▶ [Excerpted text]:
————

In April last year the court in Ravensburg appointed an expert to judge the evidence provided by Bardens. The expert of choice was professor Andreas Podbielski, director of the Institut für Medizinische Mikrobiologie, Virologie und Hygiene, university of Rostock. In his opinion the six articles in question prove the existence of the measles virus beyond any reasonable doubt.
The position of Lanka seems even more extreme than that of ‘regular’ anti-vaxxers. He denies that viruses can cause diseases and in his view the massive amount of scientific evidence published doesn’t meet the level of evidence he demands. As Steven Novella writes it isn’t that easy to give a direct, simple prove for the existence of viruses and to show that they cause the symptoms by which we have always identified the disease:
The existence of viruses is also largely determined through inference. Most viruses are too small to see even through a microscope, and they can’t be easily grown in a dish like bacteria. Viruses are identified through isolating antibodies to them, isolating viral proteins, demonstrating biochemical activity, demonstrating disease activity, and eventually taking electron micrographs of viral particles. Taken together this evidence can be absolutely definitive, but the denier can continue to argue that the evidence is all indirect or mistaken.

————

▶ [Supplied entries]:
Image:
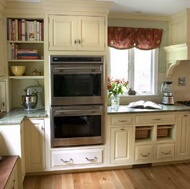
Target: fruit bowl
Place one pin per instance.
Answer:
(18, 70)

————

▶ [What the exercise asks]: Resume the text on the Ravensburg court case over the measles virus, continuing directly after its final sentence.

▶ [Written response]:
When you are dealing with something too small to see directly, or a process that is very slow or occurred in the past, we rarely have a single smoking gun that by itself establishes the reality of the phenomenon. Instead, the science is built upon a large body of evidence, direct, indirect, and inferential. In the case of measles, perhaps the ultimate test was the measles vaccine, which clearly works. If measles were a myth, then a vaccine would have been frustratingly impossible to develop.
It is no wonder that Bardens couldn’t suffice with sending Lanka a single scientific paper. According to the reports about the court case, he had sent six, but none of the reports mention which those are. Eventually I found the list in an article by Lanka in his own magazine Wissenschaftplus (pdf), of course accompanied by Lanka’s comments.
These are the articles:
- Enders JF, Peebles TC. Propagation in tissue cultures of cytopathogenic agents from patients with measles. Proc Soc Exp Biol Med. 1954 Jun;86(2):277–286.
- Bech V, Magnus Pv. Studies on measles virus in monkey kidney tissue cultures. Acta Pathol Microbiol Scand. 1959; 42(1): 75–85
- Horikami SM, Moyer SA. Structure, Transcription, and Replication of Measles Virus. Curr Top Microbiol Immunol. 1995; 191: 35–50.
- Nakai M, Imagawa DT. Electron microscopy of measels virus replication. J Virol. 1969 Feb; 3(2): 187–97.
- Lund GA, Tyrell, DL, Bradley RD, Scraba DG. The molecular length of measles virus RNA and the structural organization of measles nucleocapsids. J Gen Virol. 1984 Sep;65 (Pt 9):1535–42.
- Daikoku E, Morita C, Kohno T, Sano K. Analysis of Morphology and Infectivity of Measles Virus Particles. Bulletin of the Osaka Medical College. 2007; 53(2): 107–14.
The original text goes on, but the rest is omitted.